§ **SUPPLIED TEXT**
# # #
By Brian Womack - Oct 14, 2011 4:10 AM GMT+0700
Google Inc. (GOOG), owner of the world’s most popular search engine, reported sales and profit that beat estimates as businesses spent more on advertising to online consumers. The shares rose in extended trading.
Third-quarter sales, excluding revenue passed on to partner sites, rose to $7.51 billion, Mountain View, California-based Google said on its website. That topped the $7.23 billion average of analysts’ estimates compiled by Bloomberg. Profit, excluding some items, was $9.72 a share, beating the $8.76 average estimate.
Google, even amid concerns about the economy, is benefitting from growing demand for online advertising, including the search-based marketing along with display and mobile device advertising. Search advertising should reach $37.7 billion this year globally, up 23 percent, while total Internet ad spending should climb 20 percent percent, according to media researcher MagnaGlobal.
“The search business is relatively resistant to the slowing economy,” said Clay Moran, an analyst at Benchmark Co. “The search business will do relatively well and has done relatively well. The other reason is they are gaining share in display and mobile.”
Google’s shares climbed as much as 7 percent to $597.99 as of 4:41 p.m. New York time in extended trading. Earlier, they rose 1.9 percent to close at $558.99 on the Nasdaq Stock Market. The shares have dropped 5.9 percent this year.
Third-quarter net income climbed 26 percent to $2.73 billion, or $8.33 a share, from $2.17 billion, or $6.72, a year earlier.
Ad Clicks
The number of clicks on ads rose about 28 percent in the third quarter from the year-ago period while the average cost per click increased approximately 5 percent, the company said.
The company’s new social-networking effort, Google+, now has more than 40 million users, up from more than 10 million in July.
# # #
§ **WRITTEN PROBLEM A**
Copy the point placement records below word for word, omitting the pictures.

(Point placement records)
# # #
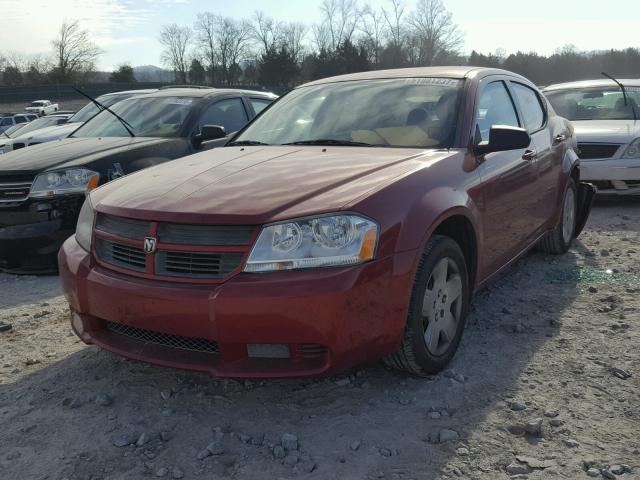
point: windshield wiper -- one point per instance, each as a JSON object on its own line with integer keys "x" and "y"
{"x": 245, "y": 143}
{"x": 124, "y": 123}
{"x": 624, "y": 94}
{"x": 331, "y": 141}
# # #
§ **WRITTEN PROBLEM B**
In the Google earnings article, how many users does Google+ now have?

§ **TASK RESPONSE A**
point: windshield wiper -- one point per instance, each as a JSON object on its own line with integer keys "x" and "y"
{"x": 245, "y": 143}
{"x": 124, "y": 123}
{"x": 624, "y": 94}
{"x": 331, "y": 141}

§ **TASK RESPONSE B**
More than 40 million users.